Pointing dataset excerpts
◆ ◆ ◆
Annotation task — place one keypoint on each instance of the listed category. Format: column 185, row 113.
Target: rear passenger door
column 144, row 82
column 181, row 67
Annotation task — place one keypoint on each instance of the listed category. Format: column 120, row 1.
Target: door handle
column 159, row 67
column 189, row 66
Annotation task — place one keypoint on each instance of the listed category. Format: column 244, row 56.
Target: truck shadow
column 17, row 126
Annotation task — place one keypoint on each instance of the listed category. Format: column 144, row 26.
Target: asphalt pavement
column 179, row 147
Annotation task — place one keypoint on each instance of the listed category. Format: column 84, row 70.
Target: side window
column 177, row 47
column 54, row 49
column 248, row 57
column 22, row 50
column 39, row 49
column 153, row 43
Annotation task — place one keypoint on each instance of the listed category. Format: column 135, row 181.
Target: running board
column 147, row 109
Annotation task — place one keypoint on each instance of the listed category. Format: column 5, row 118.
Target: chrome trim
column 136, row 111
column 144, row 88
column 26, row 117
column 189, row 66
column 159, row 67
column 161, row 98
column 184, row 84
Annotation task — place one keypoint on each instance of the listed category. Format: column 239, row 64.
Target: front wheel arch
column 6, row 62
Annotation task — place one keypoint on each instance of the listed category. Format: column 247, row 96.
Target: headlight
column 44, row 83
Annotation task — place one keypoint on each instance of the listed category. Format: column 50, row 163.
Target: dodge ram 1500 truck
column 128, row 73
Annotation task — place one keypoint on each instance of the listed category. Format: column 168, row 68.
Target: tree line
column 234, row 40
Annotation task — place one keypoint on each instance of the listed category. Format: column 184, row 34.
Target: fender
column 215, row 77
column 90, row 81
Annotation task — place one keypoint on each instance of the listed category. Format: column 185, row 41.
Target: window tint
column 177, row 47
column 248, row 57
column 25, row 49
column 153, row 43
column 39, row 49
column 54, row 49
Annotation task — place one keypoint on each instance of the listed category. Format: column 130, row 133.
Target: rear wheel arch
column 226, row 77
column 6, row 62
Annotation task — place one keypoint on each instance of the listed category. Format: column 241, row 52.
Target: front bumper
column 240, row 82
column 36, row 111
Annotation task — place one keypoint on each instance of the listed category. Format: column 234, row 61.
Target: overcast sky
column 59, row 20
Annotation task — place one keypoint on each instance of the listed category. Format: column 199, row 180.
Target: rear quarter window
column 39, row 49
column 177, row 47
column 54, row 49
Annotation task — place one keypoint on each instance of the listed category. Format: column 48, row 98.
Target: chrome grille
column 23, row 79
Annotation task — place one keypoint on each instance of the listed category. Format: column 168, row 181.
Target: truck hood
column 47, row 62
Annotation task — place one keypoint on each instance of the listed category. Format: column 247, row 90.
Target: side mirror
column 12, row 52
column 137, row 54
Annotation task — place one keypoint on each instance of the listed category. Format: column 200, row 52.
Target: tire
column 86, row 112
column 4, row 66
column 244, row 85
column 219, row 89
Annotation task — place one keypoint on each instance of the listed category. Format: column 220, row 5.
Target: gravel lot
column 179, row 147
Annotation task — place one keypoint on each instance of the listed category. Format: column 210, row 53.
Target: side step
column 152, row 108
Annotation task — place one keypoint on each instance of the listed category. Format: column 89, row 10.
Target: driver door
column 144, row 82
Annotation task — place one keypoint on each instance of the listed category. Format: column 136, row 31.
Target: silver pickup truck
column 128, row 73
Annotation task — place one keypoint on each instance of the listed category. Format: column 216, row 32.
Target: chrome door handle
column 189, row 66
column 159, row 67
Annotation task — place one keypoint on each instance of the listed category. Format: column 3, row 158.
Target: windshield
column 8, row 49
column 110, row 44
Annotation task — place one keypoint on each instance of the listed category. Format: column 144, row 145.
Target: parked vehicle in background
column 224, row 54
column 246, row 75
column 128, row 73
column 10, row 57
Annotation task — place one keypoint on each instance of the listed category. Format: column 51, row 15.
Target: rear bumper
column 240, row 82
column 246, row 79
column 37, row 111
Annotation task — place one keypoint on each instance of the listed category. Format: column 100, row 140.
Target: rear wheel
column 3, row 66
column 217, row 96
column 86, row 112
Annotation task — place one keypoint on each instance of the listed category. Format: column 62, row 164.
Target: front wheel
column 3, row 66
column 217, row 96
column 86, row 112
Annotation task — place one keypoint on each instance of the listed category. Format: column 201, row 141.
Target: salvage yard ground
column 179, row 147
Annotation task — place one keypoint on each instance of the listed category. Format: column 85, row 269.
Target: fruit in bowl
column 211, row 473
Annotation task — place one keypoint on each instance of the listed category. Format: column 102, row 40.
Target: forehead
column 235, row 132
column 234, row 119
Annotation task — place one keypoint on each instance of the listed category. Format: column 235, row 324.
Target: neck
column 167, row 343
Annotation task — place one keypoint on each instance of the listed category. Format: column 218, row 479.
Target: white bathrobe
◆ ◆ ◆
Given request
Copy the lines above without any changes, covering every row.

Solved exercise
Annotation task — place one keypoint on each instance of the listed category. Format: column 185, row 113.
Target: rear passenger door
column 144, row 82
column 181, row 67
Annotation task — place one keypoint on each instance of the listed category. Format: column 120, row 1.
Target: door handle
column 159, row 67
column 189, row 66
Annotation task — place one keypoint on each instance of the listed category. Format: column 244, row 56.
Target: truck shadow
column 17, row 126
Annotation task — place one keypoint on each instance of the listed category. Format: column 144, row 26.
Target: asphalt pavement
column 179, row 147
Annotation task — place one keypoint on each instance of the listed category. Format: column 84, row 70.
Target: side window
column 177, row 47
column 54, row 49
column 248, row 57
column 22, row 50
column 39, row 49
column 153, row 43
Annotation task — place one keypoint on each instance of the listed category. Format: column 135, row 181.
Target: running board
column 147, row 109
Annotation task — place one keypoint on each instance of the listed category. Format: column 5, row 118.
Target: chrome trim
column 136, row 111
column 144, row 88
column 26, row 117
column 189, row 66
column 159, row 67
column 161, row 98
column 184, row 84
Annotation task — place one keypoint on each instance of the listed category. Format: column 239, row 64.
Target: front wheel arch
column 6, row 62
Annotation task — place one keypoint on each instance of the listed category. Format: column 247, row 96.
Target: headlight
column 44, row 83
Annotation task — place one keypoint on each instance of the listed category. Format: column 50, row 163.
Target: dodge ram 1500 truck
column 128, row 73
Annotation task — place one keypoint on each instance of the listed category. Format: column 168, row 68.
Target: tree line
column 234, row 40
Annotation task — place one keypoint on each instance of the listed category. Format: column 184, row 34.
Target: fender
column 215, row 77
column 90, row 81
Annotation task — place one keypoint on each instance of the listed category. Format: column 185, row 41.
Target: window tint
column 177, row 47
column 248, row 57
column 25, row 49
column 153, row 43
column 39, row 49
column 54, row 49
Annotation task — place one keypoint on each instance of the listed category. Format: column 130, row 133.
Target: rear wheel arch
column 226, row 77
column 6, row 62
Annotation task — place one keypoint on each instance of the listed category. Format: column 241, row 52.
Target: front bumper
column 240, row 82
column 36, row 111
Annotation task — place one keypoint on each instance of the listed category. Format: column 234, row 61.
Target: overcast sky
column 59, row 20
Annotation task — place one keypoint on each instance of the listed category. Format: column 199, row 180.
Target: rear quarter window
column 39, row 49
column 177, row 47
column 54, row 49
Annotation task — place one keypoint on each instance of the listed category. Format: column 48, row 98.
Target: chrome grille
column 23, row 79
Annotation task — place one keypoint on each instance of the listed category. Format: column 168, row 181.
Target: truck hood
column 47, row 62
Annotation task — place one keypoint on each instance of the listed category. Format: column 247, row 90.
Target: side mirror
column 12, row 52
column 137, row 54
Annotation task — place one keypoint on each instance of the listed category. Format: column 200, row 52.
Target: tire
column 86, row 112
column 4, row 66
column 244, row 85
column 219, row 89
Annotation task — place one keypoint on each instance of the listed category. Format: column 220, row 5.
Target: gravel lot
column 179, row 147
Annotation task — place one keypoint on each instance of the listed category. Format: column 210, row 53.
Target: side step
column 152, row 108
Annotation task — place one keypoint on each instance of the listed category. Format: column 89, row 10.
Target: driver door
column 144, row 82
Annotation task — place one keypoint on each instance of the listed category. Format: column 136, row 31.
Target: silver pickup truck
column 128, row 73
Annotation task — place one keypoint on each instance of the listed category. Format: column 216, row 32.
Target: chrome door handle
column 189, row 66
column 159, row 67
Annotation task — place one keypoint on each instance of the listed category. Format: column 3, row 158.
Target: windshield
column 8, row 49
column 110, row 44
Annotation task — place one keypoint on each instance of the listed category. Format: column 144, row 145.
Target: parked vehicle in background
column 224, row 54
column 246, row 75
column 128, row 73
column 10, row 57
Annotation task — place one keypoint on each instance of the listed category. Format: column 51, row 15.
Target: rear bumper
column 240, row 82
column 246, row 79
column 37, row 111
Annotation task — place one keypoint on each instance of the listed category. Format: column 100, row 140.
Target: rear wheel
column 3, row 66
column 217, row 96
column 86, row 112
Annotation task — place one keypoint on each instance of the listed category. Format: column 62, row 164.
Target: front wheel
column 3, row 66
column 217, row 96
column 86, row 112
Annotation task — place one keypoint on each instance of the listed category. Format: column 201, row 141.
Target: salvage yard ground
column 179, row 147
Annotation task — place one keypoint on each instance of the listed category. Format: column 85, row 269.
Target: fruit in bowl
column 211, row 473
Annotation task — place one keypoint on each instance of the listed category. Format: column 102, row 40.
Target: forehead
column 235, row 132
column 234, row 119
Annotation task — place one keypoint on each instance of the listed category. Format: column 235, row 324.
Target: neck
column 167, row 343
Annotation task — place one keypoint on each instance of the listed category. Format: column 218, row 479.
Target: white bathrobe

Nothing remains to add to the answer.